Rows taken from a dataset:
+---+

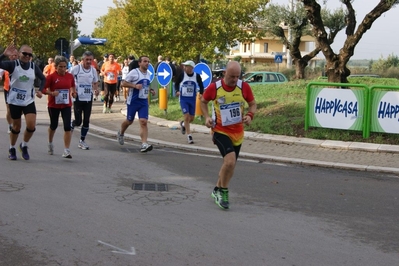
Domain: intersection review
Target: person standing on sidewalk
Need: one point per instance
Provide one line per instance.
(125, 71)
(186, 88)
(60, 86)
(228, 97)
(6, 85)
(138, 80)
(21, 97)
(86, 81)
(110, 70)
(50, 67)
(100, 65)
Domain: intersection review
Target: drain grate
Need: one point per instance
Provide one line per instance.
(150, 187)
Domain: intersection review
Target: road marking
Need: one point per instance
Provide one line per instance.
(119, 250)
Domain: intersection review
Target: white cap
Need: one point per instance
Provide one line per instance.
(189, 63)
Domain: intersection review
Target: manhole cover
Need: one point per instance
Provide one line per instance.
(8, 186)
(150, 187)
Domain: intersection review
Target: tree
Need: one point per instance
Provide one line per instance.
(276, 18)
(37, 23)
(184, 29)
(336, 68)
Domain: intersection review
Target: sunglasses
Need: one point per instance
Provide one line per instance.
(27, 54)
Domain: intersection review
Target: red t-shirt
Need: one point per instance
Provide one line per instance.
(64, 85)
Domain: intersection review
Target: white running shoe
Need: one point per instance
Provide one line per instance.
(67, 154)
(83, 145)
(146, 147)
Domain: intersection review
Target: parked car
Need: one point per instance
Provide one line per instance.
(264, 77)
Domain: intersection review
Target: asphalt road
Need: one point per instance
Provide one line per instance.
(82, 211)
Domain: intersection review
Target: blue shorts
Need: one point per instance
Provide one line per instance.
(140, 107)
(188, 105)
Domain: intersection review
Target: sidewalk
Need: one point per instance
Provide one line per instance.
(261, 147)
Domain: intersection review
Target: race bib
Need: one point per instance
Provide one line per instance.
(17, 96)
(230, 114)
(84, 92)
(110, 76)
(143, 93)
(62, 97)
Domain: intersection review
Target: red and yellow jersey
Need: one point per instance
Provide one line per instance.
(228, 105)
(111, 72)
(49, 69)
(64, 85)
(6, 79)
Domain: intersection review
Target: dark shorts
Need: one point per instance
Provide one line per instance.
(16, 111)
(225, 145)
(5, 96)
(111, 88)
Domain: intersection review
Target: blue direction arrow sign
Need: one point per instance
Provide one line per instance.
(164, 74)
(151, 71)
(278, 58)
(87, 40)
(205, 73)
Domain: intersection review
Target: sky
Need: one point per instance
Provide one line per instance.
(378, 42)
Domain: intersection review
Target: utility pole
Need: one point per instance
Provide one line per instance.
(71, 40)
(289, 59)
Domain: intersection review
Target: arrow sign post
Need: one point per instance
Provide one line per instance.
(151, 71)
(61, 44)
(87, 40)
(164, 74)
(205, 73)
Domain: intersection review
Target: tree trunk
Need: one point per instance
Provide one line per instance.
(300, 66)
(336, 69)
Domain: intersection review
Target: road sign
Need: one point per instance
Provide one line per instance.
(278, 59)
(205, 73)
(61, 45)
(164, 74)
(87, 40)
(151, 71)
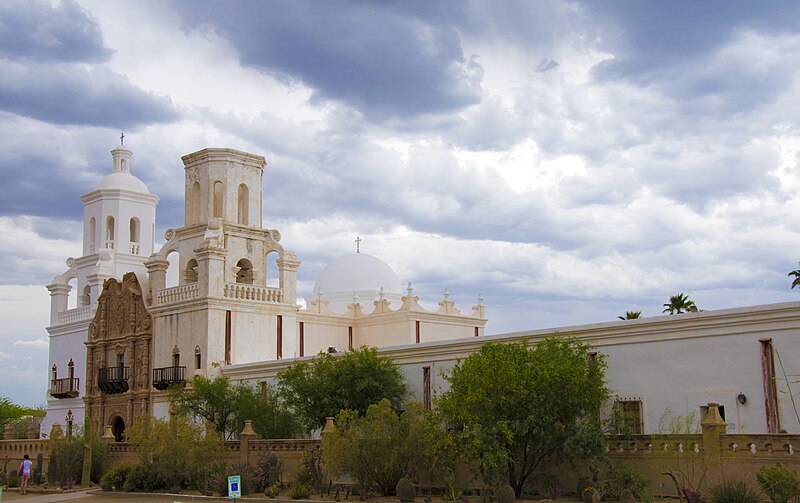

+---+

• **Exercise**: Pick out each line in the items above that contains the word "road".

• **Final result**:
Target: road marking
Target: asphalt road
Target: road sign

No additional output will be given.